▶ [EXERCISE BRIEF] Wherever "overhead" occurs in the entries, copy the line that holds it.

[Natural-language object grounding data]
┄┄┄┄┄┄┄┄┄┄

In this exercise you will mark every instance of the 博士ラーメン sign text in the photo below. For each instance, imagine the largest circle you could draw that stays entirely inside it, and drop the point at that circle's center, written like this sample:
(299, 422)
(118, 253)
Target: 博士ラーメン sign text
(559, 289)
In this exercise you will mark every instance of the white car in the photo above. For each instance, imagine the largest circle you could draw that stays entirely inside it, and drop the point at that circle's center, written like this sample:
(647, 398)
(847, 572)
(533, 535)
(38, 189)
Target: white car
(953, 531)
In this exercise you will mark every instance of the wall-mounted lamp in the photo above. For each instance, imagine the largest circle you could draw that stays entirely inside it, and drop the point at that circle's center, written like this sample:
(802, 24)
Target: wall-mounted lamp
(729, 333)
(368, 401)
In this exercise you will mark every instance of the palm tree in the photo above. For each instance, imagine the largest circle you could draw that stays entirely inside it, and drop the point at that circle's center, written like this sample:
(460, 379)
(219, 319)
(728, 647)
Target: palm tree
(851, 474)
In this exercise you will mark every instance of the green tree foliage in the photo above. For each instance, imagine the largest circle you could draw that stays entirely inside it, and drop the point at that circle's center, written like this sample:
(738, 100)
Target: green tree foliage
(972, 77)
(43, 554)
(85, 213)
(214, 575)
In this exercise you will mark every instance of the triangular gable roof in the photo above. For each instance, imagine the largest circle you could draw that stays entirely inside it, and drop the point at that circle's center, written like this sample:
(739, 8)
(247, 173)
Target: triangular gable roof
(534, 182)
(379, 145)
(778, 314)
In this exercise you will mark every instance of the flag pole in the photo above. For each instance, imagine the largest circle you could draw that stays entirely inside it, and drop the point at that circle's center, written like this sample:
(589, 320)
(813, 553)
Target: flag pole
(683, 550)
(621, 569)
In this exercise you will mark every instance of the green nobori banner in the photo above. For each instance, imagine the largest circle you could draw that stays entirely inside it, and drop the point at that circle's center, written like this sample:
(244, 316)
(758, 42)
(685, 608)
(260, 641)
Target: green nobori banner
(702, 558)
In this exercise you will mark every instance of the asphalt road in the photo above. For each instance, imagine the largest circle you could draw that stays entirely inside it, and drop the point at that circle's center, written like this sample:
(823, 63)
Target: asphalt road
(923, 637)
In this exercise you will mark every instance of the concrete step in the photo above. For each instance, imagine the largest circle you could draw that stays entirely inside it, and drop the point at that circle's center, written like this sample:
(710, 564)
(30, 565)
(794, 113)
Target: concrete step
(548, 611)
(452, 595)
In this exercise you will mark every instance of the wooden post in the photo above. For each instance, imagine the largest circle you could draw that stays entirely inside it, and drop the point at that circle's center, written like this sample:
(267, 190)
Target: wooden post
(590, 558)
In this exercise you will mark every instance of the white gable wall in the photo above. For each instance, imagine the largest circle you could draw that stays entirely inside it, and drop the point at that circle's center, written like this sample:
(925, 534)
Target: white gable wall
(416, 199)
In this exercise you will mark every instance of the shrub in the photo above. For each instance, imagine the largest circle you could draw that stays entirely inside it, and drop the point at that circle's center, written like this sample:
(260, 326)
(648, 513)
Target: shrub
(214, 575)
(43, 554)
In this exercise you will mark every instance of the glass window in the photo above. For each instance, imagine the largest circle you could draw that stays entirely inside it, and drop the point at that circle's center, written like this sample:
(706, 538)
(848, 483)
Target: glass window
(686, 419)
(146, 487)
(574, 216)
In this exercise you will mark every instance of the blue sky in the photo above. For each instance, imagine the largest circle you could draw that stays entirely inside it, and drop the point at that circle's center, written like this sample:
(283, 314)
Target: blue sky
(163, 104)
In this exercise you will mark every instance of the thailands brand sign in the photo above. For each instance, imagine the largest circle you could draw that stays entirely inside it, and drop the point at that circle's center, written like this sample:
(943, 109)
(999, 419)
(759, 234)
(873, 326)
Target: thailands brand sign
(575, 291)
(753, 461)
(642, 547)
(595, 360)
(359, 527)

┄┄┄┄┄┄┄┄┄┄

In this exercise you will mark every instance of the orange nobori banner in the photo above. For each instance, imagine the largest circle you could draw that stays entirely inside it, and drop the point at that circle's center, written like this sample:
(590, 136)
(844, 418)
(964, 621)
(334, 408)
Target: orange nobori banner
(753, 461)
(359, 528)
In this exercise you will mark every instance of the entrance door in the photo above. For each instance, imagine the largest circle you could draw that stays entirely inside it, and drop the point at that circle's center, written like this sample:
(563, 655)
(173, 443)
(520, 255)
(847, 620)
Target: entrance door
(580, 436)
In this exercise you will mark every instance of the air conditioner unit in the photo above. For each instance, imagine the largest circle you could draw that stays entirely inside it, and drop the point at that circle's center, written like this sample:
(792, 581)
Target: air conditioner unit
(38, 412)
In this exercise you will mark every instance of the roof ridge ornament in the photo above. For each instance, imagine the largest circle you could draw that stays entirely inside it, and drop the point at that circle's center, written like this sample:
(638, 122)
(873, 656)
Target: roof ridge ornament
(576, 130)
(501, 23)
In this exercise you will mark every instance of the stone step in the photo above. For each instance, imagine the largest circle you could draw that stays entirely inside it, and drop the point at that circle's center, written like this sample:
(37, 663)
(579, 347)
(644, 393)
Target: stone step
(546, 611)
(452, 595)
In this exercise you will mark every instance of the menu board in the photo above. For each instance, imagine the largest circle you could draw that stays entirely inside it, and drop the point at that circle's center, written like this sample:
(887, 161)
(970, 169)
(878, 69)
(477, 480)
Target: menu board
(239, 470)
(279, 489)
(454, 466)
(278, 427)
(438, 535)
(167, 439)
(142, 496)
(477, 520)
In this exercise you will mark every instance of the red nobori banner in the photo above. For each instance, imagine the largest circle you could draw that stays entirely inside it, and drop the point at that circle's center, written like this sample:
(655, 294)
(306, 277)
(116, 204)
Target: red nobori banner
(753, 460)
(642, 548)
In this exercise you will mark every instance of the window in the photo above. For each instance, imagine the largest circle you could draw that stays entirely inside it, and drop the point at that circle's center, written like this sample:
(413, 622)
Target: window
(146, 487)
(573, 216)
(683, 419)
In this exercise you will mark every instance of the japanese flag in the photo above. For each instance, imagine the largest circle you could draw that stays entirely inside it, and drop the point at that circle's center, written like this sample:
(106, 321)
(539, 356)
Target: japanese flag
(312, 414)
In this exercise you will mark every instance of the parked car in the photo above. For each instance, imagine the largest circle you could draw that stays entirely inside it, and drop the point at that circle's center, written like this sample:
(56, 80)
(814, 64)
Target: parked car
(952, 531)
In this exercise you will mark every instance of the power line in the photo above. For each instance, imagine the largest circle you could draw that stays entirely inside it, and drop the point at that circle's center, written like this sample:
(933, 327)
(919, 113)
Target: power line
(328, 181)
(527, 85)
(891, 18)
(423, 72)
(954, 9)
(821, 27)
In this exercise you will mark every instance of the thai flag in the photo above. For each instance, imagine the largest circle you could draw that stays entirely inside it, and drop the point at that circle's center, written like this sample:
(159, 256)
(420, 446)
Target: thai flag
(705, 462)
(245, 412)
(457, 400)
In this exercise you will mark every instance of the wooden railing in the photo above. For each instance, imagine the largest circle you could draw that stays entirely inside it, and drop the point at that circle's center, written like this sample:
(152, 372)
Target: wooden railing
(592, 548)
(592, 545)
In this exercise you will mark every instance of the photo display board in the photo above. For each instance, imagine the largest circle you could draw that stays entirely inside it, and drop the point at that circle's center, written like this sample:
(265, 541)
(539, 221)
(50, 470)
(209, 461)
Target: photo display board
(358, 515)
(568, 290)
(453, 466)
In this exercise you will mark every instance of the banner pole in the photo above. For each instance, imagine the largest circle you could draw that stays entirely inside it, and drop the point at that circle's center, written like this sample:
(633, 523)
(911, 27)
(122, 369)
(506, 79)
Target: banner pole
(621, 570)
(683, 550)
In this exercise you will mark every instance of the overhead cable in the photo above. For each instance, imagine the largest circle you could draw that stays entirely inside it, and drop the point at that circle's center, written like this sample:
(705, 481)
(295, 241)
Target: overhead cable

┄┄┄┄┄┄┄┄┄┄

▶ [RESPONSE TO THE TASK]
In this exercise you will mark every instance of the overhead cable in the photo above. For each instance, imagine the largest circle you could draw that stays entirely inside it, and drop the point at that circle's center, written like this sample:
Target: overhead cable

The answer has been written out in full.